> [Text provided]

B. A lawyer who receives information clearly establishing that:
1. The client has, in the course of the representation, perpetrated a fraud upon a person or tribunal shall promptly call upon the client to rectify the same, and if the client refuses or is unable to do so, the lawyer shall reveal the fraud to the affected person or tribunal, except when the information is protected as a confidence or secret. [Emphasis added.]
The phrase “information clearly establishing,” which is not used anywhere else in the Code of Professional Responsibility, means “actual knowledge.” [See, Doe v. Federal Grievance Committee, 847 F.2d 57 (2d Cir. 1988), lawyer must “clearly know, rather than suspect” fraud.] The terms “confidence” and “secret” sweep in nearly everything a lawyer learns about a client, from any source, while representing a client. As defined in DR 4-101(A):
“Confidence” refers to information protected by the attorney-client privilege under applicable law, and “secret” refers to other information gained in the professional relationship that the client has requested be held inviolate or the disclosure of which would be embarrassing or would be likely to be detrimental to the client.
Thus, “the exception to DR 7-102(B) prohibiting the disclosure ‘when the information is protected as a confidence or secret’ will in most circumstances consume the rule.” [See Nassau County Bar Op. 03-1 (2003).] Moreover, DR 4-101(C) contains no exception permitting a lawyer to disclose a client’s past perjury. Thus, no New York rule expressly authorizes a lawyer to reveal a client’s perjury after it occurs. The most effective time to deal with client perjury, therefore, is before it happens. But exactly what may (or must) a lawyer do when perjury looms?
An early New York case on client perjury was People v. Salquerro, 107 Misc.2d 155, 433 N.Y.S.2d 711 (N.Y. Cty. Sup. Ct. 1980). Defendant Salquerro was indicted for attempted murder and robbery. A lawyer was appointed to represent him. The day before trial, the defendant “unequivocally informed counsel that he intended to lie when he testified in his own behalf.” Defense counsel “immediately informed both the court and the Assistant District Attorney” of his client’s intention to lie, though counsel did not convey the “nature nor substance” of any anticipated testimony. Then counsel moved to withdraw, telling the court that his disclosures had “destroyed totally the necessary confidence that a client must have in his attorney in order to receive the effective assistance of counsel which the Sixth Amendment guarantees.”
The court acknowledged that the question of defense counsel’s obligation when faced with client perjury is “a troublesome one,” but said, simplistically, that “there can never be a real conflict between the attorney’s obligation to provide a zealous defense and his moral duties to himself and the court.” The court then noted that DR 7-102(A)(4) forbids an attorney to use “perjured testimony” and that DR 4-101(C)(3) permits a lawyer to reveal the “intention of his client to commit a crime and the information necessary to prevent the crime.” Clearly, the court said, defense counsel did not violate DR 4-101.

> [Requirements]
- A) For each statement, say whether it agrees with the text on client perjury, and quote the words that decide it: (i) the phrase "information clearly establishing" appears elsewhere in the Code of Professional Responsibility; (ii) Salquerro was indicted for attempted murder and robbery; (iii) defense counsel told the court the substance of the testimony he expected.
- B) List every distinct disciplinary rule designation beginning with "DR" that the text on client perjury cites.
Answer using only the text on client perjury, not the data.

> [Provided material]
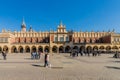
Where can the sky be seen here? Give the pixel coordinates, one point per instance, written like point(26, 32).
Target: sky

> [In response]
- A)
(i) No: "which is not used anywhere else in the Code of Professional Responsibility"
(ii) Yes: "Defendant Salquerro was indicted for attempted murder and robbery."
(iii) No: "though counsel did not convey the “nature nor substance” of any anticipated testimony"

- B)
DR 4-101(A)
DR 7-102(B)
DR 4-101(C)
DR 7-102(A)(4)
DR 4-101(C)(3)
DR 4-101